# DESCRIPTION OF THE TASK
Print word for word the records from the line containing "of the smartphone" through the end.

*** RECORDS SHOWN Section Begins ***

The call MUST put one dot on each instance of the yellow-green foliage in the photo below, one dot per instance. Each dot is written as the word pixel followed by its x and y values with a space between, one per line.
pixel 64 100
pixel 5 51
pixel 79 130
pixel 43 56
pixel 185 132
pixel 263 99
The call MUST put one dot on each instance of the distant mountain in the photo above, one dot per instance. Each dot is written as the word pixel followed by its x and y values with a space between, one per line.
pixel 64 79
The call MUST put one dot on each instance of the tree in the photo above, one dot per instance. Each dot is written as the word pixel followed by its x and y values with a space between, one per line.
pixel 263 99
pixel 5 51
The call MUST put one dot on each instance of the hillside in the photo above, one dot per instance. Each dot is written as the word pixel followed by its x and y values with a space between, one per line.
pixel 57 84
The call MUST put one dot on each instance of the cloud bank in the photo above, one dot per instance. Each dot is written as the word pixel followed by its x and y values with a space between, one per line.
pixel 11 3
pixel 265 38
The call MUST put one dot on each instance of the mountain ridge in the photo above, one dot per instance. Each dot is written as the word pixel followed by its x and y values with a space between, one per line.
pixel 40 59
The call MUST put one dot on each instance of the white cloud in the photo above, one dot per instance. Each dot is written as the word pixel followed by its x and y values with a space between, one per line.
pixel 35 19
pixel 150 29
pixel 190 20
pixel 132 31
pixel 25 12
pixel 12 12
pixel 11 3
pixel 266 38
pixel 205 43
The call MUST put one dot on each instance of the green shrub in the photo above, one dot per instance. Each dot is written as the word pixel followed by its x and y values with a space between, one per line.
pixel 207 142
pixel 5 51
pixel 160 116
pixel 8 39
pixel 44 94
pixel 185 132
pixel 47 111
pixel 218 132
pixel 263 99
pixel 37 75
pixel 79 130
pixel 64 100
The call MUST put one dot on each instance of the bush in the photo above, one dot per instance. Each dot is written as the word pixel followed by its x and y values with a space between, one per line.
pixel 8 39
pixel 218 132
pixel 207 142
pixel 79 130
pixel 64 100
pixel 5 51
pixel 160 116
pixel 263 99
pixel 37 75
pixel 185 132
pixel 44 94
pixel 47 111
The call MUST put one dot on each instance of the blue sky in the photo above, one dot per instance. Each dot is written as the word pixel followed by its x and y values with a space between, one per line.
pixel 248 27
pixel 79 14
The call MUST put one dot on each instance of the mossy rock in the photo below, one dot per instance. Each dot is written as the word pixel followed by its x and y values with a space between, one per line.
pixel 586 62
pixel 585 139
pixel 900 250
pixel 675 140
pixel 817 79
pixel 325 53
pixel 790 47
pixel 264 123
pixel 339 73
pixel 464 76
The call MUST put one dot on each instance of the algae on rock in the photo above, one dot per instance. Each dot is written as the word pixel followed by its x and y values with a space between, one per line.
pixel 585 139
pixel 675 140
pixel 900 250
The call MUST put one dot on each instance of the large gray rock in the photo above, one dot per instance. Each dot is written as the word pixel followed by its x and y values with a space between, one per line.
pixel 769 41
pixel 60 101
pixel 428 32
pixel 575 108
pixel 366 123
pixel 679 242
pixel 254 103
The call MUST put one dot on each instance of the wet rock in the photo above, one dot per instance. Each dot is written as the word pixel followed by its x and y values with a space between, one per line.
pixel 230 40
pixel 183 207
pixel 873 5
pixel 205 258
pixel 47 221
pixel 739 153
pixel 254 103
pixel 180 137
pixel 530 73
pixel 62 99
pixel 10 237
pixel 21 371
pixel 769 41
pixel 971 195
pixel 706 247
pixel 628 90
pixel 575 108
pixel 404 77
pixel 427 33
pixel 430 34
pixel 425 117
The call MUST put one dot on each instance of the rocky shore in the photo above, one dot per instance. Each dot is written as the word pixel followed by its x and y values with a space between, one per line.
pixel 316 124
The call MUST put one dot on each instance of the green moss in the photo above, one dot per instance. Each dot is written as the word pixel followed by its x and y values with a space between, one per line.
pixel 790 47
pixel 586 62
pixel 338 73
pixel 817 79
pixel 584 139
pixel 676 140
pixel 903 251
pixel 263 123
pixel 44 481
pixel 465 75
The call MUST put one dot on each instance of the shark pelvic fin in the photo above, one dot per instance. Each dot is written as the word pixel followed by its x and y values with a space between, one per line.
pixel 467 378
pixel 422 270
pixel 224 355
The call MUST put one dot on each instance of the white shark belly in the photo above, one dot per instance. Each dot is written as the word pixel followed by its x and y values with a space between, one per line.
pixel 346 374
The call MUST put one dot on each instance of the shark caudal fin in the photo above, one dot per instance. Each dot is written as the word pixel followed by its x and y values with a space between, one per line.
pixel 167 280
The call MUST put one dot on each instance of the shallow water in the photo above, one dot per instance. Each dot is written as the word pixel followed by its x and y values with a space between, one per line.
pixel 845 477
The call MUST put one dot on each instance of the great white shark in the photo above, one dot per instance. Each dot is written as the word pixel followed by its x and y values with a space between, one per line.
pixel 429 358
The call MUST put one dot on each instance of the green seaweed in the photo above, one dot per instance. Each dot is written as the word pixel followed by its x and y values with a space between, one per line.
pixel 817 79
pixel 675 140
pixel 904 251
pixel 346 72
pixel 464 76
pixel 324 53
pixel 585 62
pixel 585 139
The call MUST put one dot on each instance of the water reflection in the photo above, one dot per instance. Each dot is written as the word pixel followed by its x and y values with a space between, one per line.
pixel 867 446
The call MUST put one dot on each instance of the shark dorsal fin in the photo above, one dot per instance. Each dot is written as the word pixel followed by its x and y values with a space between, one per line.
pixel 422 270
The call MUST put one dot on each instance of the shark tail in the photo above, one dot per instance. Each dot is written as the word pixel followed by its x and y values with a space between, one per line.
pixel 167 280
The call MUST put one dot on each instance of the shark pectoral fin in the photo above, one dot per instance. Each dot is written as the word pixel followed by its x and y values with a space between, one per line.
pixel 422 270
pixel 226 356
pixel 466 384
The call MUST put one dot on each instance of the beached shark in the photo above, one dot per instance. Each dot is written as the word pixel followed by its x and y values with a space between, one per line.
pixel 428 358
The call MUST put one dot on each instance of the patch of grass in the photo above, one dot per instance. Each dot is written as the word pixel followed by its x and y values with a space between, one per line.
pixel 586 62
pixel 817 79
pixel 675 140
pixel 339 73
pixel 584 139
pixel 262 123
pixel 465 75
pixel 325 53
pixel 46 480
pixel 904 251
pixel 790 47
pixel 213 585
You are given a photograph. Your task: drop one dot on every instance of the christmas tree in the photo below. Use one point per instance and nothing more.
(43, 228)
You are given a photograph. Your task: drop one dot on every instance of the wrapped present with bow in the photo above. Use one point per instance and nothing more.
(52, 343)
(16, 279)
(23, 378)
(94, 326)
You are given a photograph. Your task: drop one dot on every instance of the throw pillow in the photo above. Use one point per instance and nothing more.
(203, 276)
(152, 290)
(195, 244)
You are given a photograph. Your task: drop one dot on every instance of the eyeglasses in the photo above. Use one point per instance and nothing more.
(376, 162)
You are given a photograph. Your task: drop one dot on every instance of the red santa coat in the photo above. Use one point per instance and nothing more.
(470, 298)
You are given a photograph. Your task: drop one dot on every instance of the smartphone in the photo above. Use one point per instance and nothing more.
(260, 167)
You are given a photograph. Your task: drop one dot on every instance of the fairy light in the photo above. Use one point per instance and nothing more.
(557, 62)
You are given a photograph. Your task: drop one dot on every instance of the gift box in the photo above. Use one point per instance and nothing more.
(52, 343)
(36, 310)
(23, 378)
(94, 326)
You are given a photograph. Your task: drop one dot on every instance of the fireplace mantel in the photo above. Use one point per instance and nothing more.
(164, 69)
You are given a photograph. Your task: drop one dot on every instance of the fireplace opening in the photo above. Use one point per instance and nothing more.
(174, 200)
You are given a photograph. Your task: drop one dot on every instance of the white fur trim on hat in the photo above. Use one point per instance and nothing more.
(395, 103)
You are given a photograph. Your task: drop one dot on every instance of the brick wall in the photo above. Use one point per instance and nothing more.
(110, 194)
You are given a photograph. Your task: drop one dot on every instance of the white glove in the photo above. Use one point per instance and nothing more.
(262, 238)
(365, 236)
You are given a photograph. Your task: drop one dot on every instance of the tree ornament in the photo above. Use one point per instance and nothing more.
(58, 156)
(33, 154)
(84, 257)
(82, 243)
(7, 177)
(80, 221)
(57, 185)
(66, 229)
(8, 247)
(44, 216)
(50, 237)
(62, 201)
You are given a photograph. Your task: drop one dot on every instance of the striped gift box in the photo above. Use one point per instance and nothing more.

*** RECORDS SHOWN Section Ends ***

# SOLUTION FOR THIS TASK
You are given a photograph. Your task: drop one dot on every instance of the smartphone in the photo above. Use one point per instance and nothing more.
(260, 167)
You are given a photograph. Your task: drop one dot on every instance of the fairy light in the photo above. Use one point per instance and nothing more.
(557, 62)
You are given a photograph. Your task: drop one dot on every instance of the gift box in the photo above. Use one point per instance and nothing more.
(52, 343)
(36, 310)
(23, 378)
(94, 326)
You are given a photograph. Your task: drop one dot on every instance of the fireplace mantel in the photo above. Use one point per instance and nothing more.
(164, 69)
You are given a photograph. Your task: drop one dot on every instance of the fireplace opening in the photo above. Use one point per instance and nothing more.
(174, 200)
You are given a photograph. Your task: drop one dot on every instance of the white fur trim on hat in the photo above. Use one point per instance and nothing more.
(395, 103)
You are given a photograph. Your task: drop one dot on every instance of the brick wall in the photo above. Use one point per instance and nothing more.
(110, 194)
You are given a photograph. Your task: drop one dot on every instance of the white glove in the photo above. Use one point per instance and nothing more.
(262, 238)
(365, 236)
You are given a photograph. Your task: drop one dot on every instance of the tree ornament in the photo above. Use one point per instance and nothing more.
(58, 156)
(33, 154)
(84, 257)
(82, 243)
(7, 177)
(80, 221)
(57, 185)
(66, 229)
(8, 247)
(44, 216)
(50, 237)
(62, 201)
You are given a photograph. Your task: drop one dot on every instance of the striped gift box in the photo above. Use one point per instance and nothing more.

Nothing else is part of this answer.